- **TRY IT**
In the records, each line holding "below" must be reported.

[Data extracted from a collection]
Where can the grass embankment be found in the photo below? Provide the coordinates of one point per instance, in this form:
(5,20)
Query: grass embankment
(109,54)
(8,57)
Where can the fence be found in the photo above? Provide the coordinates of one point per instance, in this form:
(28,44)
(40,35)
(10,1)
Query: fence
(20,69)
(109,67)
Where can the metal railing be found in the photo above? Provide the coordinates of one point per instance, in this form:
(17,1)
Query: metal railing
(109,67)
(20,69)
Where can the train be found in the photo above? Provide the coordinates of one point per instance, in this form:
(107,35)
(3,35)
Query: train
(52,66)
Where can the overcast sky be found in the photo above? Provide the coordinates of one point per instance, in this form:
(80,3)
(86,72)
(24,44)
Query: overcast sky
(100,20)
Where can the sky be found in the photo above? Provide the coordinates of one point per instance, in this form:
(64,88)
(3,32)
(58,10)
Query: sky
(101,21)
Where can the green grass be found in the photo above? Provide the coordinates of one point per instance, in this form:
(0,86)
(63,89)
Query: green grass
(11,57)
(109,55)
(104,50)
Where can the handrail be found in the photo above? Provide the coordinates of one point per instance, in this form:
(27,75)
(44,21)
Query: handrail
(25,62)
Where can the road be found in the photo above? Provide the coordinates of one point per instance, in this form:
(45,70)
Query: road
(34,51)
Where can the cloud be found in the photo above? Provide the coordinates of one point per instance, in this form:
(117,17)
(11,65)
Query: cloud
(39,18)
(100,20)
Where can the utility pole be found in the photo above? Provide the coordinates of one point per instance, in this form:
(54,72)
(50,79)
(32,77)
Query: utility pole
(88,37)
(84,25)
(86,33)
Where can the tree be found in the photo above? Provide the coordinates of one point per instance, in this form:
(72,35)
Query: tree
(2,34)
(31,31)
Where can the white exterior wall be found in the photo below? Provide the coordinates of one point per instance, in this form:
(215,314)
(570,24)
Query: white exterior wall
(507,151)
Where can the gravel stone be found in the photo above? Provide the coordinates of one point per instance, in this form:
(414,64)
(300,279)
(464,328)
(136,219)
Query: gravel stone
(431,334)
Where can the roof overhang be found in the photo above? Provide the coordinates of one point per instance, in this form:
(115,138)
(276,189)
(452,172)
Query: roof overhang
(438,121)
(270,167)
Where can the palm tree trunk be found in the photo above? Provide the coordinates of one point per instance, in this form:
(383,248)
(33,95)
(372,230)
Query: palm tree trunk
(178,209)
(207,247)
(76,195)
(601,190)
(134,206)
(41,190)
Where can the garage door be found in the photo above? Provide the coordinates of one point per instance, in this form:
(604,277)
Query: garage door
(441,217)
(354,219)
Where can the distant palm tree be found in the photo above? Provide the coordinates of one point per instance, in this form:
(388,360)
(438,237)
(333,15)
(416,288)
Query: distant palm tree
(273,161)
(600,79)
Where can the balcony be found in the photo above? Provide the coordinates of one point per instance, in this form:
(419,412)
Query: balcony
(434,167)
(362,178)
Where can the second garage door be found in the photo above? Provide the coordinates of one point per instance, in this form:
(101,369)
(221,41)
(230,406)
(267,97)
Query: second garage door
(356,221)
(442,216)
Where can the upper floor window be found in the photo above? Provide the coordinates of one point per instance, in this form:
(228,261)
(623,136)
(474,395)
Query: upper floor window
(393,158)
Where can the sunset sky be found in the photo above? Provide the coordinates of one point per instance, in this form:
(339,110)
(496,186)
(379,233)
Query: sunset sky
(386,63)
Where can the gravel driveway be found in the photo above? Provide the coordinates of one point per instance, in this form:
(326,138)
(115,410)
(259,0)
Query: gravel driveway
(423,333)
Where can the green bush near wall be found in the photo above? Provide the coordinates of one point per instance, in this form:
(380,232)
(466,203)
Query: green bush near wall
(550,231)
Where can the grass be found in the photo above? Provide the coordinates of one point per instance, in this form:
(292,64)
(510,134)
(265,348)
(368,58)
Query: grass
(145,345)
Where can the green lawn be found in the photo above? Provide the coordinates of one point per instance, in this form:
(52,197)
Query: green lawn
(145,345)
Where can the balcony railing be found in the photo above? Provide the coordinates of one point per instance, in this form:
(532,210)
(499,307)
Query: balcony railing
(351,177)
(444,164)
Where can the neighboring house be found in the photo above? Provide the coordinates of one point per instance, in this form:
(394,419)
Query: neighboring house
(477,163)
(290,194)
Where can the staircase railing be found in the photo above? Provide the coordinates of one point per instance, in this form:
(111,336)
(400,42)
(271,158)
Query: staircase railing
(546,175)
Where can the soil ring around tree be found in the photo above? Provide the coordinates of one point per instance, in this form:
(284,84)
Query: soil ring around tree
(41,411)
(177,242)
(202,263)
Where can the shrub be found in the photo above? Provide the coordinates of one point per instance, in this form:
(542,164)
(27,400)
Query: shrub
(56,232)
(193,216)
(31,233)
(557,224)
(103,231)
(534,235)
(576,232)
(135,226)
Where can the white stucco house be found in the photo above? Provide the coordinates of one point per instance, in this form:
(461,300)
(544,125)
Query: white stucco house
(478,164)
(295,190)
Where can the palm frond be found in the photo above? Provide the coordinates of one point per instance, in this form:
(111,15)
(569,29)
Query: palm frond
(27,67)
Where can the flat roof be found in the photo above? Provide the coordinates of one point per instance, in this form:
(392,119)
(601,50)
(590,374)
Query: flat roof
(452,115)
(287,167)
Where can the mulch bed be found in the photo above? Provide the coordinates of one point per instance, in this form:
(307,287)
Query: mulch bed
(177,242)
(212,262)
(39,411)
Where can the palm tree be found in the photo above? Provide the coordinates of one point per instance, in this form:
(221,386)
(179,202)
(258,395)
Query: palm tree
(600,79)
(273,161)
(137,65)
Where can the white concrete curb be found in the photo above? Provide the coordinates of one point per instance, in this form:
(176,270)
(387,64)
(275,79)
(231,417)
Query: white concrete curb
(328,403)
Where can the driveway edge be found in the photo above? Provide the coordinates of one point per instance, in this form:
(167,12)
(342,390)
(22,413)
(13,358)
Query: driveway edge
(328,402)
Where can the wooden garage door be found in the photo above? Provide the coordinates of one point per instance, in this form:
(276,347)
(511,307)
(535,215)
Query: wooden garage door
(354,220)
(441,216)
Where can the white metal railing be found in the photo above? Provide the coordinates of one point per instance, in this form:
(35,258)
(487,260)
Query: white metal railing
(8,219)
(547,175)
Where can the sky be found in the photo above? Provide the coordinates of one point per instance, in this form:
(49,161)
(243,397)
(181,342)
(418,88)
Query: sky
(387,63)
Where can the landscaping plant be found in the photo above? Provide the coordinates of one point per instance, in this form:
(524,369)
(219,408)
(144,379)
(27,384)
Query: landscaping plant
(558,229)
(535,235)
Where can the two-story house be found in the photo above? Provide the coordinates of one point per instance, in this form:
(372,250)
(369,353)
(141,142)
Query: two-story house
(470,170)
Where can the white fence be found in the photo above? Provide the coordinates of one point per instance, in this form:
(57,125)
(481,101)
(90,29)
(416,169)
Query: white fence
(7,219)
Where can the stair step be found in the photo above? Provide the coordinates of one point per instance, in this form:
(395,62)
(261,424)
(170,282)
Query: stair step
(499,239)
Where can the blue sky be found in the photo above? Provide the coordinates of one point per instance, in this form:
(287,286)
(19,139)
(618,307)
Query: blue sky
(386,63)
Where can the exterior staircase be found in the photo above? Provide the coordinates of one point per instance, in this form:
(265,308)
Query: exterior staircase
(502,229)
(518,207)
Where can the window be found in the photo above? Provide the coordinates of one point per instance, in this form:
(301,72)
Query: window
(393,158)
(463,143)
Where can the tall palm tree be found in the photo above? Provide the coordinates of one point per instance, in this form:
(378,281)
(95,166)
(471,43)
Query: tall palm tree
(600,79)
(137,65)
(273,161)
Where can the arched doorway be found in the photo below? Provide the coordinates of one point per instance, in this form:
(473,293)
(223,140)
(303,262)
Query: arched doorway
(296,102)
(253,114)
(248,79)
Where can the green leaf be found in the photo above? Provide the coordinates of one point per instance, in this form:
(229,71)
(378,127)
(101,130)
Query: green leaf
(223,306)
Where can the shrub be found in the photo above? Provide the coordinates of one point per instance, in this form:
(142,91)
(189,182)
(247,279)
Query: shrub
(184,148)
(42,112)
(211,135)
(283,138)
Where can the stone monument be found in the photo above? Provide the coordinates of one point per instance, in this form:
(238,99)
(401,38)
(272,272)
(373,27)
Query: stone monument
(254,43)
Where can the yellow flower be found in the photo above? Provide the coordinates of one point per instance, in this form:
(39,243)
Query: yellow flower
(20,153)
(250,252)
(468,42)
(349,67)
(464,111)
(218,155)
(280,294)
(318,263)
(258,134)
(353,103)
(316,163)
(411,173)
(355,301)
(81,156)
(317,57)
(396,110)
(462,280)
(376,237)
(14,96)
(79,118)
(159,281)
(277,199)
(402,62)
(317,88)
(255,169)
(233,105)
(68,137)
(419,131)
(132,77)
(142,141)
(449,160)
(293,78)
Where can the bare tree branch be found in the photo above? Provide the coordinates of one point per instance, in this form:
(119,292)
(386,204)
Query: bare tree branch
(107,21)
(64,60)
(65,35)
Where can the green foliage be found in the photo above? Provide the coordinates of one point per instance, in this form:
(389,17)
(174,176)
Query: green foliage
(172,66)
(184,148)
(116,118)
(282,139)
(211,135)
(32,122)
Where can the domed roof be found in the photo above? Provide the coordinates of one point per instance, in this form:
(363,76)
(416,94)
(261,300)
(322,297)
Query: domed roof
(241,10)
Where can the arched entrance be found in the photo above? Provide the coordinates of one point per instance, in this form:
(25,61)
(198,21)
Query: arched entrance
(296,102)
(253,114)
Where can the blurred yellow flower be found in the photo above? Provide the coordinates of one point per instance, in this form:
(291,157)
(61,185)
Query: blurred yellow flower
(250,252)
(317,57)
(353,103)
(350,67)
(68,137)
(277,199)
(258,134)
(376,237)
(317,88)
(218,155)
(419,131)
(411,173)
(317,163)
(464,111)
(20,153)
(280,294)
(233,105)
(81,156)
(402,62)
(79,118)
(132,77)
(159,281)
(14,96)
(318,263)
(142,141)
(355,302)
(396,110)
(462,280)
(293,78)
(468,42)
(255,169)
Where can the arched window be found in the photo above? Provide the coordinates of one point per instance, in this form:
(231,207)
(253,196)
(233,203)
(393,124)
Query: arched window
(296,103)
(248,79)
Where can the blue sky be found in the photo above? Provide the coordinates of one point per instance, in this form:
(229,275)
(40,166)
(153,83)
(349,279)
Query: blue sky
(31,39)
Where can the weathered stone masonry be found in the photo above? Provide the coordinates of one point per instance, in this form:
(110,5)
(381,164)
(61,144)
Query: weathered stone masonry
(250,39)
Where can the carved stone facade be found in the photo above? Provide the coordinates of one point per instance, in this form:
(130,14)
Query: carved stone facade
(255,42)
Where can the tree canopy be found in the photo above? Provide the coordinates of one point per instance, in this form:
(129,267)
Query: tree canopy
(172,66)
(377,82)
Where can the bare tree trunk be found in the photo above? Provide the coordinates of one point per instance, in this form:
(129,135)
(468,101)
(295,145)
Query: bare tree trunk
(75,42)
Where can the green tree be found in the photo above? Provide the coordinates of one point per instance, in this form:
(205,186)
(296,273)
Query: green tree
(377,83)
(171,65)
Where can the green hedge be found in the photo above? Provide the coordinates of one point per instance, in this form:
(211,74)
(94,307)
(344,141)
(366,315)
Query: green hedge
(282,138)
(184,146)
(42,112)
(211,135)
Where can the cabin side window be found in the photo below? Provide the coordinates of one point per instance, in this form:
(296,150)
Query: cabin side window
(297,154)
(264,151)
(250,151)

- **RESPONSE AREA**
Where can the grass embankment be found in the photo below? Provide the coordinates of one point per instance, in this form:
Where can the white exterior wall be found in the photo below? Provide the coordinates of one point per instance, in this form:
Where can the arched doorway be found in the photo below? Provide the coordinates of one point per instance, in this form:
Where can the cabin side window be found in the photo below? Provide the coordinates of one point per instance, in this form:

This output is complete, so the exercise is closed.